Dataset extract:
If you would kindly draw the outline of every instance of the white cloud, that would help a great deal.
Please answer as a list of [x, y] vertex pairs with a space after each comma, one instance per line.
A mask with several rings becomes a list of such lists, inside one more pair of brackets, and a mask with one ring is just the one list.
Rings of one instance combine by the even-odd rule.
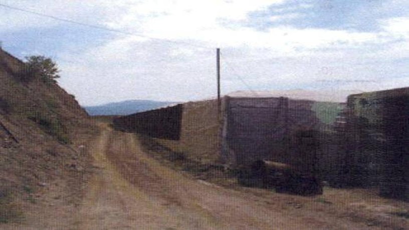
[[[294, 7], [286, 7], [286, 2], [5, 3], [145, 36], [118, 35], [75, 54], [66, 47], [58, 52], [63, 71], [61, 85], [86, 105], [135, 98], [181, 101], [212, 97], [216, 91], [214, 47], [216, 47], [222, 48], [225, 62], [224, 93], [248, 89], [247, 86], [265, 90], [319, 86], [323, 80], [331, 83], [327, 86], [370, 89], [376, 88], [374, 86], [376, 84], [397, 85], [380, 80], [382, 77], [405, 77], [405, 65], [397, 65], [393, 60], [409, 56], [409, 30], [405, 26], [409, 25], [409, 18], [380, 19], [379, 32], [299, 29], [296, 25], [262, 31], [245, 26], [252, 20], [249, 16], [252, 12], [266, 10], [272, 5], [280, 5], [280, 9]], [[29, 15], [0, 8], [0, 32], [66, 25]], [[270, 19], [279, 21], [299, 16], [294, 13]], [[229, 25], [229, 22], [234, 22], [234, 25]], [[340, 79], [345, 81], [340, 82]], [[395, 82], [406, 84], [406, 79]], [[371, 80], [374, 83], [365, 81]]]

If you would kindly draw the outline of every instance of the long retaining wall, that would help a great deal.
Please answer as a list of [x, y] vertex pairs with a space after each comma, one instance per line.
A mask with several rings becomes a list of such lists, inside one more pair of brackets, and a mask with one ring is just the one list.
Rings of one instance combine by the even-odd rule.
[[115, 129], [158, 138], [180, 138], [183, 105], [150, 110], [114, 119]]

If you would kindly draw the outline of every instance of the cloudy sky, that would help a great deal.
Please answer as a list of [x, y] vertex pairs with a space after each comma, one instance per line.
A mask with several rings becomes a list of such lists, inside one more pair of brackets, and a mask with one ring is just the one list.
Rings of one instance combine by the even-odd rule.
[[0, 41], [83, 105], [214, 97], [217, 47], [223, 94], [409, 86], [407, 0], [0, 0]]

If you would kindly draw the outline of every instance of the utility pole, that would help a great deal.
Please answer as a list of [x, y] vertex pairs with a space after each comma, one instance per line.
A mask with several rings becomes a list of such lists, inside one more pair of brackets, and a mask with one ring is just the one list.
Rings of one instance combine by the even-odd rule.
[[222, 101], [220, 100], [220, 48], [217, 48], [217, 81], [218, 81], [218, 113], [220, 116], [222, 109]]

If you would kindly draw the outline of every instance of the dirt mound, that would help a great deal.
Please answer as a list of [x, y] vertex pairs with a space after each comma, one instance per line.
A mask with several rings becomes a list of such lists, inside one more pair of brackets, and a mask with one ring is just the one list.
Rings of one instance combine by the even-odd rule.
[[[56, 82], [33, 77], [27, 69], [24, 62], [0, 49], [3, 203], [34, 203], [34, 194], [56, 180], [63, 181], [60, 186], [66, 186], [68, 193], [74, 192], [78, 186], [70, 181], [83, 176], [78, 169], [88, 161], [86, 156], [81, 155], [78, 135], [74, 135], [90, 126], [86, 112]], [[11, 211], [0, 208], [0, 222], [20, 215]]]

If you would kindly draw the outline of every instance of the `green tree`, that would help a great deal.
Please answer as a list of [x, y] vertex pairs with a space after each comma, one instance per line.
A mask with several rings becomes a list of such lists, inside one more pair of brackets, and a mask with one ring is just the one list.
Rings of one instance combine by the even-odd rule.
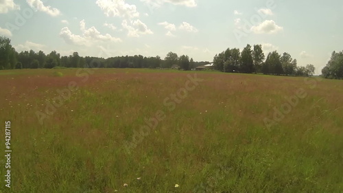
[[280, 58], [283, 71], [285, 75], [292, 74], [292, 60], [293, 59], [292, 58], [291, 54], [287, 52], [284, 52], [282, 56]]
[[249, 44], [248, 44], [241, 52], [241, 72], [252, 73], [255, 71], [252, 50], [251, 50], [251, 45]]
[[316, 70], [316, 67], [314, 67], [312, 65], [306, 65], [306, 76], [311, 76], [314, 74], [314, 71]]
[[225, 63], [225, 54], [224, 52], [220, 53], [219, 54], [215, 54], [215, 56], [213, 58], [213, 66], [215, 69], [223, 71], [224, 63]]
[[283, 69], [282, 67], [280, 58], [281, 56], [276, 51], [269, 53], [267, 56], [267, 59], [262, 67], [263, 73], [276, 75], [283, 74]]
[[254, 67], [255, 73], [262, 71], [262, 63], [265, 59], [262, 45], [261, 44], [254, 45], [254, 50], [252, 51], [252, 59], [254, 60]]
[[23, 65], [21, 62], [16, 63], [16, 69], [23, 69]]
[[12, 47], [11, 40], [5, 36], [0, 36], [0, 69], [14, 67], [16, 64], [15, 52], [15, 49]]
[[191, 69], [196, 68], [196, 63], [194, 63], [193, 58], [191, 58], [191, 60], [189, 60], [189, 68]]
[[57, 67], [58, 65], [56, 59], [53, 56], [47, 56], [47, 61], [45, 63], [45, 68], [52, 69], [54, 67]]
[[180, 56], [179, 64], [180, 64], [180, 67], [182, 69], [189, 70], [190, 69], [189, 57], [188, 57], [188, 56], [185, 56], [185, 55]]
[[324, 67], [322, 69], [322, 76], [325, 78], [330, 78], [330, 69], [329, 67]]
[[45, 60], [47, 59], [47, 56], [41, 50], [38, 52], [38, 60], [39, 61], [39, 68], [43, 68], [45, 65]]
[[171, 68], [174, 65], [178, 65], [178, 57], [176, 53], [169, 52], [167, 54], [167, 56], [165, 58], [165, 67]]
[[343, 51], [331, 54], [331, 58], [322, 69], [322, 73], [327, 78], [343, 79]]
[[74, 52], [73, 55], [70, 56], [69, 58], [71, 67], [80, 67], [80, 60], [81, 60], [81, 57], [80, 57], [79, 53]]
[[34, 59], [32, 62], [31, 62], [30, 65], [32, 69], [38, 69], [39, 67], [38, 60]]
[[238, 48], [234, 48], [231, 49], [231, 59], [233, 65], [233, 71], [239, 71], [241, 60], [241, 52]]

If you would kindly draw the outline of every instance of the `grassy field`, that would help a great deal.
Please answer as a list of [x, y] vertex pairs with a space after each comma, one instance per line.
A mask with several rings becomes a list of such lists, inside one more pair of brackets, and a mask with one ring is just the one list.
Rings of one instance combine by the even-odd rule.
[[343, 192], [343, 81], [65, 69], [0, 86], [1, 192]]

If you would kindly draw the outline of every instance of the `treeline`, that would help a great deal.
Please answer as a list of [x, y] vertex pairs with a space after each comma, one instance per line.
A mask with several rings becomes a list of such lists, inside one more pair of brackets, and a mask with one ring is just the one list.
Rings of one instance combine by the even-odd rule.
[[213, 58], [213, 66], [215, 69], [224, 72], [286, 76], [312, 76], [315, 71], [312, 65], [298, 67], [296, 59], [293, 59], [287, 52], [281, 55], [274, 51], [269, 53], [265, 58], [261, 45], [255, 45], [252, 47], [249, 44], [241, 52], [238, 48], [228, 48], [216, 54]]
[[325, 78], [343, 79], [343, 51], [333, 52], [327, 66], [322, 69]]
[[[171, 68], [173, 65], [189, 70], [209, 62], [195, 62], [188, 56], [169, 52], [164, 60], [158, 56], [145, 57], [141, 55], [116, 56], [108, 58], [82, 57], [78, 52], [66, 56], [56, 51], [45, 54], [43, 51], [34, 50], [18, 53], [12, 47], [11, 41], [0, 36], [0, 69], [54, 68], [55, 67], [83, 68], [96, 66], [100, 68]], [[96, 61], [96, 65], [91, 64]]]

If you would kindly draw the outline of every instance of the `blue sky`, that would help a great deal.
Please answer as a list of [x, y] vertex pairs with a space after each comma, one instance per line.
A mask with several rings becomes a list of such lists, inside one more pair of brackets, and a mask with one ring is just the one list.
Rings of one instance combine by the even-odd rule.
[[316, 73], [343, 45], [338, 0], [0, 0], [0, 35], [18, 52], [108, 58], [169, 52], [212, 61], [228, 47], [261, 44]]

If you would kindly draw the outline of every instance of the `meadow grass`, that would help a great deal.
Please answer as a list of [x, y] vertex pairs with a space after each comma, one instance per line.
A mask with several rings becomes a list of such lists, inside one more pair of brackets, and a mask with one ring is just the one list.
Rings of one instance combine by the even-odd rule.
[[[128, 69], [86, 80], [77, 70], [0, 72], [13, 150], [2, 192], [343, 192], [342, 81]], [[165, 99], [196, 73], [204, 81], [170, 111]], [[37, 111], [71, 81], [78, 89], [40, 124]], [[307, 97], [266, 128], [299, 89]], [[134, 130], [158, 111], [165, 117], [128, 153]]]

Aim:
How many lines in the rows above contain the string "that"? Case matters. Reply with the number alone.

Reply:
10